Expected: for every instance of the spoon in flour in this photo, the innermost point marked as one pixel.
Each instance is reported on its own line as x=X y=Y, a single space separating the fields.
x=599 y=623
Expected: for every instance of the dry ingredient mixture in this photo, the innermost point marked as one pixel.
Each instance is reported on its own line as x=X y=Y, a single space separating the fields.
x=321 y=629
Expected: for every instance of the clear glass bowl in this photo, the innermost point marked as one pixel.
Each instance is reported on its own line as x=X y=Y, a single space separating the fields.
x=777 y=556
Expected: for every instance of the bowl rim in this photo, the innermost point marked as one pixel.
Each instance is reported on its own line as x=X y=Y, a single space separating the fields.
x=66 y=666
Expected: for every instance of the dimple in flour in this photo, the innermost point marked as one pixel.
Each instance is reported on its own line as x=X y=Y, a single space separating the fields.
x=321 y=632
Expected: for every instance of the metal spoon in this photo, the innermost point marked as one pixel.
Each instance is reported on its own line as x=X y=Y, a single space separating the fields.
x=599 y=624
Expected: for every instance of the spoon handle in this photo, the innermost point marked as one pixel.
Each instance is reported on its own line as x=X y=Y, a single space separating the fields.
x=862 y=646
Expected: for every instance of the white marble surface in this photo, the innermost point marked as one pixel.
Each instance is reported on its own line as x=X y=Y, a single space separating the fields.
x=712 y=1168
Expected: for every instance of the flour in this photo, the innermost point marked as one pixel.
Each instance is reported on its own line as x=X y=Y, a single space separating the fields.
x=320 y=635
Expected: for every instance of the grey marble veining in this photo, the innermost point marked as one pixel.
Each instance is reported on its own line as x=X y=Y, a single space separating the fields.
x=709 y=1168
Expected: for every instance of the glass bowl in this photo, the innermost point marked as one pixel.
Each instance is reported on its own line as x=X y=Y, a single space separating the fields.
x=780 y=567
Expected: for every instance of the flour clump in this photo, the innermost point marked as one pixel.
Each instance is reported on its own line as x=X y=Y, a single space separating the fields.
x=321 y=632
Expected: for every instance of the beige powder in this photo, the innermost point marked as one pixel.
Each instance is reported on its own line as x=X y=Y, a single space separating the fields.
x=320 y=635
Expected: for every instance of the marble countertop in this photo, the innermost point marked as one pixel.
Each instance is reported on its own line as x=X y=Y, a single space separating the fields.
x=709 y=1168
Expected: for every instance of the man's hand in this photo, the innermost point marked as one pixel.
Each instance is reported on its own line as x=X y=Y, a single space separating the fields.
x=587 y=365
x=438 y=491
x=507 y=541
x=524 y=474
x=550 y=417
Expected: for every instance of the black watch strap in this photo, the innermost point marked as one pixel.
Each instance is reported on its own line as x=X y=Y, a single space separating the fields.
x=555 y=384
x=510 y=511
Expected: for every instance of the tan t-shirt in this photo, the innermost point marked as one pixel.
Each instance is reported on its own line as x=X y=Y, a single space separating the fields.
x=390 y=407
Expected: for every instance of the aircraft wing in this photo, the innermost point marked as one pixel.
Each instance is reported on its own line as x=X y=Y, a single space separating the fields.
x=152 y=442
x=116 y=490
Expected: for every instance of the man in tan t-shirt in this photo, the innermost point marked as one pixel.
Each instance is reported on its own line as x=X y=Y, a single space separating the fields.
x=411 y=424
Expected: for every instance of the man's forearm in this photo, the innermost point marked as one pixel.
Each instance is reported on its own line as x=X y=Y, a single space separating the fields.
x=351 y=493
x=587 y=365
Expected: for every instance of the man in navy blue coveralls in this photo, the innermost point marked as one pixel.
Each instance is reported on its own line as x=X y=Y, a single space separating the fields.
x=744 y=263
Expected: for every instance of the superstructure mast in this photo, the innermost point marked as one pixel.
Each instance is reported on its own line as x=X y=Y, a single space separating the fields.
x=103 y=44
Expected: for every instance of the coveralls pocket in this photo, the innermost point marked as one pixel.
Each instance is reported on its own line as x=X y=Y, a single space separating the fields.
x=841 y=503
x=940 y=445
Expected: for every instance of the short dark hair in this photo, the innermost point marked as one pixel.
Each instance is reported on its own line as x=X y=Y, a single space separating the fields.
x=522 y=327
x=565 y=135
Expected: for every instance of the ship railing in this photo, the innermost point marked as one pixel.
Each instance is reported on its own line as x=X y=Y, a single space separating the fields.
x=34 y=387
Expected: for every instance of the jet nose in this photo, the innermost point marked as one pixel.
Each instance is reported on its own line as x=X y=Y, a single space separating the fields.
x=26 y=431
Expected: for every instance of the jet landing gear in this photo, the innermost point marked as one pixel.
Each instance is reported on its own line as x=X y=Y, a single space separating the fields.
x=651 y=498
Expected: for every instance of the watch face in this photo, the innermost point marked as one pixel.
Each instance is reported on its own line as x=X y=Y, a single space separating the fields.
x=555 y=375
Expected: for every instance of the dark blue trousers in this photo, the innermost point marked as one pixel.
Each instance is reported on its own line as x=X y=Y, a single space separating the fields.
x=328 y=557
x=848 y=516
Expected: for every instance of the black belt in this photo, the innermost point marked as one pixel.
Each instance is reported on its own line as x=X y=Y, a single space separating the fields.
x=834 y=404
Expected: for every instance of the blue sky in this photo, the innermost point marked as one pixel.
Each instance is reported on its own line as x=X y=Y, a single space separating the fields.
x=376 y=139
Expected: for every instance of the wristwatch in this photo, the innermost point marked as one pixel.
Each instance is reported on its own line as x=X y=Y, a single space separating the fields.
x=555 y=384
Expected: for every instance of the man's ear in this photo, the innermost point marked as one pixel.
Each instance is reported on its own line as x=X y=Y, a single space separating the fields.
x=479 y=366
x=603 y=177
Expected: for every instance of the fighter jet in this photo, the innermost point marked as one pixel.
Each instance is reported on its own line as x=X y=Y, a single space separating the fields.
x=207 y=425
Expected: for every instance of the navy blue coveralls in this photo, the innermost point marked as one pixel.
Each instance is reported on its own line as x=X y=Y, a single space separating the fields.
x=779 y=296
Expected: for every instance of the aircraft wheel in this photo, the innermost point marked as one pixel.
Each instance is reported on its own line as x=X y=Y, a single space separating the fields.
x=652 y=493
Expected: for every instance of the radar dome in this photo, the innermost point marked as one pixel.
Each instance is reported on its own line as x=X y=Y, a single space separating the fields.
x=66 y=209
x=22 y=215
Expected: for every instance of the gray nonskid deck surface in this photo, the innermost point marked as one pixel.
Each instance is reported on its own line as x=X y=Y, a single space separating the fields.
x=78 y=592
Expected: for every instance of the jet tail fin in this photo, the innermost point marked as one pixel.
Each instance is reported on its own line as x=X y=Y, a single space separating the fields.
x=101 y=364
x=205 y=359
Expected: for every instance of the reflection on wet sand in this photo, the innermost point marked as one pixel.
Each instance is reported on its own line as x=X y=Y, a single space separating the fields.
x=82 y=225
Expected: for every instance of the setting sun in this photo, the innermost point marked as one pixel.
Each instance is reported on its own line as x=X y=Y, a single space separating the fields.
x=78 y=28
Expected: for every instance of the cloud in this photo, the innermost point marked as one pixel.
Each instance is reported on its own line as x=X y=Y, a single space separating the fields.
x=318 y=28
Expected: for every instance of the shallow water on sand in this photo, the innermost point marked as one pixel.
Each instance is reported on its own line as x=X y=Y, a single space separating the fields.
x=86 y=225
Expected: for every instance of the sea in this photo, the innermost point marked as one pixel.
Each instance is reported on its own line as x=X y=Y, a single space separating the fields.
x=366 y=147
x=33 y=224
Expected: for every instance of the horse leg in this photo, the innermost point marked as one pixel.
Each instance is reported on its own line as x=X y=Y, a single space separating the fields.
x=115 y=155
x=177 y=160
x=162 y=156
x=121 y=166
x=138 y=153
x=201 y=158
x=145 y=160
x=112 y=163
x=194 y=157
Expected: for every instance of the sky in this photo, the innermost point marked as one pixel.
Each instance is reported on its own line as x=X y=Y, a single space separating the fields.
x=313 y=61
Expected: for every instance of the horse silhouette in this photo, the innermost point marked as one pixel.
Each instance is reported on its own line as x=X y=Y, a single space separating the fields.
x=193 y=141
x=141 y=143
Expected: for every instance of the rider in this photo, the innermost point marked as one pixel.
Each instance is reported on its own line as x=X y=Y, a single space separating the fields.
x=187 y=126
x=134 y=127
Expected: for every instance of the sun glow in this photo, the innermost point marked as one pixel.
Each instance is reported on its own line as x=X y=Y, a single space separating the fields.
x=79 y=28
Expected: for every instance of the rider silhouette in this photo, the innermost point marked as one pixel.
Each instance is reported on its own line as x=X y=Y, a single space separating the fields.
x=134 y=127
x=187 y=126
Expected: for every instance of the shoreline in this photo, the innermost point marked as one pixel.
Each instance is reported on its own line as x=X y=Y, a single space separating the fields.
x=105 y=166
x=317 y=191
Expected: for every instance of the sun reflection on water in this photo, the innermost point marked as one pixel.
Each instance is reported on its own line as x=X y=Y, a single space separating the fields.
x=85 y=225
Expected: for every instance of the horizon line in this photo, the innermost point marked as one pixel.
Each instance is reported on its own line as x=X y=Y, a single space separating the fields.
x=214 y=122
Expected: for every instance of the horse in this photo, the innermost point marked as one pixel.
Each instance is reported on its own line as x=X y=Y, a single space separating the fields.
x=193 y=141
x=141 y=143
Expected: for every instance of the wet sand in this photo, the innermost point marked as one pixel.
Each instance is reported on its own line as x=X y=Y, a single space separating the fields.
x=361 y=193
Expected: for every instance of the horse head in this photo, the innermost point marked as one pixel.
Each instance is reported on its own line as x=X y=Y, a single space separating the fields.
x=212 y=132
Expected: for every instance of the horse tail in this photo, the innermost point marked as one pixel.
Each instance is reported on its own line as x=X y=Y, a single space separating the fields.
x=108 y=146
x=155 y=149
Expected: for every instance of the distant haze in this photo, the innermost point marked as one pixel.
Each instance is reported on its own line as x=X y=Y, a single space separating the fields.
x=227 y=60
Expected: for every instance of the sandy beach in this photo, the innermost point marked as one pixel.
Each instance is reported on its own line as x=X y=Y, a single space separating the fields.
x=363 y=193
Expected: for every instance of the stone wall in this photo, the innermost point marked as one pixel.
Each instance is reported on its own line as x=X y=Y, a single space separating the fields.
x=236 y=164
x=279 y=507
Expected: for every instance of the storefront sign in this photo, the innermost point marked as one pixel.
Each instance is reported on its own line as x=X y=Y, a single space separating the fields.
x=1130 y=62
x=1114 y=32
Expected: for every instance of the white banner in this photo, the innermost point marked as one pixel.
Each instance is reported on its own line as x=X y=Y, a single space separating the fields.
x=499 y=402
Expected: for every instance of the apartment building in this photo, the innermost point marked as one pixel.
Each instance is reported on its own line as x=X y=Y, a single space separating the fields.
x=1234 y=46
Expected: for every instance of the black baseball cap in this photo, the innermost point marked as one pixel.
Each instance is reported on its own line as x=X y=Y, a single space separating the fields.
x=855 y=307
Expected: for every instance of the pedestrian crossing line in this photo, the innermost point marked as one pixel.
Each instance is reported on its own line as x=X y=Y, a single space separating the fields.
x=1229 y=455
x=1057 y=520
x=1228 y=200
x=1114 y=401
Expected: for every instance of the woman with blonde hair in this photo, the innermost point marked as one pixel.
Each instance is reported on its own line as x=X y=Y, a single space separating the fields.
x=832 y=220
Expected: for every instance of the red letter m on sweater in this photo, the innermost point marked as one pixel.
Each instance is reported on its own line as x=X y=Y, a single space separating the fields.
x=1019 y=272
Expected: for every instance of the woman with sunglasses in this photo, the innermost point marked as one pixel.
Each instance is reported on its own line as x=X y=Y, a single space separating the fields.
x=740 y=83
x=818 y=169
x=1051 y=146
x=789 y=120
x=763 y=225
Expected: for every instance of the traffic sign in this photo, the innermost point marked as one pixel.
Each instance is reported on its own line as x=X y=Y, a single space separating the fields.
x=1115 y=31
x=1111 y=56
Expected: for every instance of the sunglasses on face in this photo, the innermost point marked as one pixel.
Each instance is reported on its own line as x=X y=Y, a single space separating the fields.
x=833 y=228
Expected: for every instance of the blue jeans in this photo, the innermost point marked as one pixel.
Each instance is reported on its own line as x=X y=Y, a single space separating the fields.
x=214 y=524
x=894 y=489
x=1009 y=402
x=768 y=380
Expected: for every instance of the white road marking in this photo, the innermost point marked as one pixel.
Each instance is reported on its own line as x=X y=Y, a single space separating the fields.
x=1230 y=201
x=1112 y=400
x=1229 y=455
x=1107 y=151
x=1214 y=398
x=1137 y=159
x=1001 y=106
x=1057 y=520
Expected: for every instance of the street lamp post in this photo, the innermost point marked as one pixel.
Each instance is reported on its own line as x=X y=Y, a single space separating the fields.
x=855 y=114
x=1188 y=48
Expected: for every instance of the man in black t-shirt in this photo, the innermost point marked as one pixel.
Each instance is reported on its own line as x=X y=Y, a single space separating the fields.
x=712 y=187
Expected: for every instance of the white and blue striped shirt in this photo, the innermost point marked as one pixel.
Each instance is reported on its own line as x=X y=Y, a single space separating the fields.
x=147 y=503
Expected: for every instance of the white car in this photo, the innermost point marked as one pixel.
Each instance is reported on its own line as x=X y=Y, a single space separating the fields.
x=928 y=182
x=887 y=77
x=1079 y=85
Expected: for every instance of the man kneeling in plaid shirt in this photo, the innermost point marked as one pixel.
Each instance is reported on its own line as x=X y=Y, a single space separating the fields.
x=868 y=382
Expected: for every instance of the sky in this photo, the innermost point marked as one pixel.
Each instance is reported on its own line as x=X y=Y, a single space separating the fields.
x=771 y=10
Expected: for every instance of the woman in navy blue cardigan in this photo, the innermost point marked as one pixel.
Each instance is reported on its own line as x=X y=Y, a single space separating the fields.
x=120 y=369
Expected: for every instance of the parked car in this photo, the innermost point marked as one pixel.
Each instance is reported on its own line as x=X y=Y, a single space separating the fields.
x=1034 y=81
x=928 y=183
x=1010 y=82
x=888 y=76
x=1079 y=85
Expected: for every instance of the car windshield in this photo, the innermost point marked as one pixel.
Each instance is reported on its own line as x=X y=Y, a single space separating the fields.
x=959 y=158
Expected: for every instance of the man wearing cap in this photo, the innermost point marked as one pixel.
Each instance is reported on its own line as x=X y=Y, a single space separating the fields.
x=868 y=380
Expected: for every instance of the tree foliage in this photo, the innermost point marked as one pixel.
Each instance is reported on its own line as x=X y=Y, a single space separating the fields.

━━━━━━━━━━

WORK ORDER — Whenever the word "hair" shows up in a line of the entries above, copy that line.

SOLUTION TO THE PROBLEM —
Expected: for every instance of the short dark hair in this photo, the innermost point marked as one pixel.
Expected: for every instance of the woman with blonde hair in this photo, the innermost point marked as one pixel.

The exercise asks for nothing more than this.